▶ WORK TO DO: Restate the records below word for word.

▶ MATERIAL:
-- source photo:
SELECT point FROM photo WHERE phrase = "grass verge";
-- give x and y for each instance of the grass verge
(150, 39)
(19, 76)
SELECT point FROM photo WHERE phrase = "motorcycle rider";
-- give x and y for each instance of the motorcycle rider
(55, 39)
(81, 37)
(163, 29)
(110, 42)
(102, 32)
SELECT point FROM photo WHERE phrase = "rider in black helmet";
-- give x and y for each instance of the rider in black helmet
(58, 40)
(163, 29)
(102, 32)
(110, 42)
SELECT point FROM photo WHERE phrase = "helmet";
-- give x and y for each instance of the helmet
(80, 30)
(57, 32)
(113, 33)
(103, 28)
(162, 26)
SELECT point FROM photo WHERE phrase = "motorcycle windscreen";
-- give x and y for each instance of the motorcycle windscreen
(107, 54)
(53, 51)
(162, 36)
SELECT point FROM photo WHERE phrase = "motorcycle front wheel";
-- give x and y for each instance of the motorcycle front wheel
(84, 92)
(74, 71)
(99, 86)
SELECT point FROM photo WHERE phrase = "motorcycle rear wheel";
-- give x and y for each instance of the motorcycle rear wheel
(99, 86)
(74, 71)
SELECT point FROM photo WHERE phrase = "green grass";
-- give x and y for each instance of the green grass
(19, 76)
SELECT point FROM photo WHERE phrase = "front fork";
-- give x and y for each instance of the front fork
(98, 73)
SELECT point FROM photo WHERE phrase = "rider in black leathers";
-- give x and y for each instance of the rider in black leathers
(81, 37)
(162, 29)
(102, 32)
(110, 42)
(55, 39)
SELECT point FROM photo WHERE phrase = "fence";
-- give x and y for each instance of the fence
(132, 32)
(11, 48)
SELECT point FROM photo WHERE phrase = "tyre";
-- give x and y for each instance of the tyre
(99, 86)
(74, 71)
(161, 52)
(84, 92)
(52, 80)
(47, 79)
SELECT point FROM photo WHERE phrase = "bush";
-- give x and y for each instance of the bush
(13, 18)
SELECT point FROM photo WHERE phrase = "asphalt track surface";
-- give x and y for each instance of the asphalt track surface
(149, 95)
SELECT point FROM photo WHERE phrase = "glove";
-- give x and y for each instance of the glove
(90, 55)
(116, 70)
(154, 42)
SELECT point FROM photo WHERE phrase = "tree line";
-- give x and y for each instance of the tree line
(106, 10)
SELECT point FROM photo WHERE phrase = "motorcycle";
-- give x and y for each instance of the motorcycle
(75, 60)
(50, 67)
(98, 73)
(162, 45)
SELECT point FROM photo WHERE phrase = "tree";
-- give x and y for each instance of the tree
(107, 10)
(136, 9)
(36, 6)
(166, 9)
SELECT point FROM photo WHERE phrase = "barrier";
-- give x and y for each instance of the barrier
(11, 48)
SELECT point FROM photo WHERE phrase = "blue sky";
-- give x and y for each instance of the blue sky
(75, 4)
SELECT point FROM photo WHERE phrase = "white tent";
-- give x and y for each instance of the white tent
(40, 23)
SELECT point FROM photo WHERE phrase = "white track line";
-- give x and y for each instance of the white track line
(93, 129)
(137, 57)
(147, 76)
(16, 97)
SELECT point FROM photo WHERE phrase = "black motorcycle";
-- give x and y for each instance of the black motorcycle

▶ RESPONSE:
-- source photo:
SELECT point FROM photo WHERE phrase = "grass verge";
-- give x and y for each instance of the grass verge
(150, 39)
(19, 76)
SELECT point FROM photo WHERE phrase = "motorcycle rider";
-- give x and y for each instance of the motorcycle rider
(55, 39)
(81, 37)
(163, 29)
(110, 42)
(102, 32)
SELECT point FROM photo WHERE phrase = "rider in black helmet";
-- give x and y for each instance of the rider in black helmet
(58, 40)
(163, 29)
(102, 32)
(110, 42)
SELECT point FROM photo WHERE phrase = "helmet";
-- give x and y for each instance of the helmet
(80, 30)
(57, 32)
(113, 33)
(103, 28)
(162, 26)
SELECT point FROM photo WHERE phrase = "motorcycle windscreen";
-- give x and y for each instance of the motorcycle windscreen
(107, 54)
(53, 51)
(162, 36)
SELECT point FROM photo WHERE phrase = "motorcycle front wheel";
-- give x and y for each instance of the motorcycle front wheel
(84, 92)
(74, 71)
(99, 86)
SELECT point FROM photo WHERE phrase = "motorcycle rear wheel";
-- give x and y for each instance of the motorcycle rear wheel
(99, 86)
(74, 71)
SELECT point FROM photo WHERE phrase = "green grass";
-- give x and y for each instance of the green grass
(19, 76)
SELECT point FROM photo WHERE phrase = "front fork";
-- give x and y for each instance of the front fork
(98, 73)
SELECT point FROM photo WHERE phrase = "rider in black leathers";
-- give x and y for each instance of the rider in black leathers
(81, 37)
(162, 29)
(102, 32)
(110, 42)
(55, 39)
SELECT point FROM photo WHERE phrase = "fence";
-- give x and y for each instance of the fence
(132, 32)
(11, 48)
SELECT point FROM photo WHERE phrase = "tyre";
-- give x and y for each instance of the tyre
(99, 86)
(74, 71)
(161, 52)
(84, 92)
(52, 80)
(47, 79)
SELECT point FROM photo WHERE phrase = "bush";
-- give x and y for each instance of the bush
(13, 18)
SELECT point FROM photo WHERE phrase = "asphalt track surface";
-- give x and y for each instance of the asphalt track surface
(149, 95)
SELECT point FROM photo WHERE phrase = "glove";
-- give x and y for each instance of the glove
(90, 55)
(116, 70)
(154, 42)
SELECT point FROM photo WHERE phrase = "tree line";
-- give x and y for each instance of the tree line
(106, 10)
SELECT point FROM photo WHERE phrase = "motorcycle";
-- give x and y for each instance of the motorcycle
(75, 60)
(50, 67)
(98, 73)
(162, 45)
SELECT point FROM photo WHERE phrase = "tree";
-- give x and y for each instance of the tree
(107, 10)
(136, 9)
(36, 6)
(166, 9)
SELECT point FROM photo WHERE phrase = "barrier";
-- give x and y for each instance of the barrier
(11, 48)
SELECT point FROM photo WHERE phrase = "blue sky";
-- give x and y for each instance of the blue sky
(75, 4)
SELECT point FROM photo WHERE phrase = "white tent";
-- give x and y for each instance of the white tent
(40, 23)
SELECT point FROM photo WHERE phrase = "white track line";
-- give x and y for each instance of the white track line
(93, 129)
(137, 57)
(147, 76)
(16, 97)
SELECT point FROM photo WHERE phrase = "black motorcycle";
-- give x and y for each instance of the black motorcycle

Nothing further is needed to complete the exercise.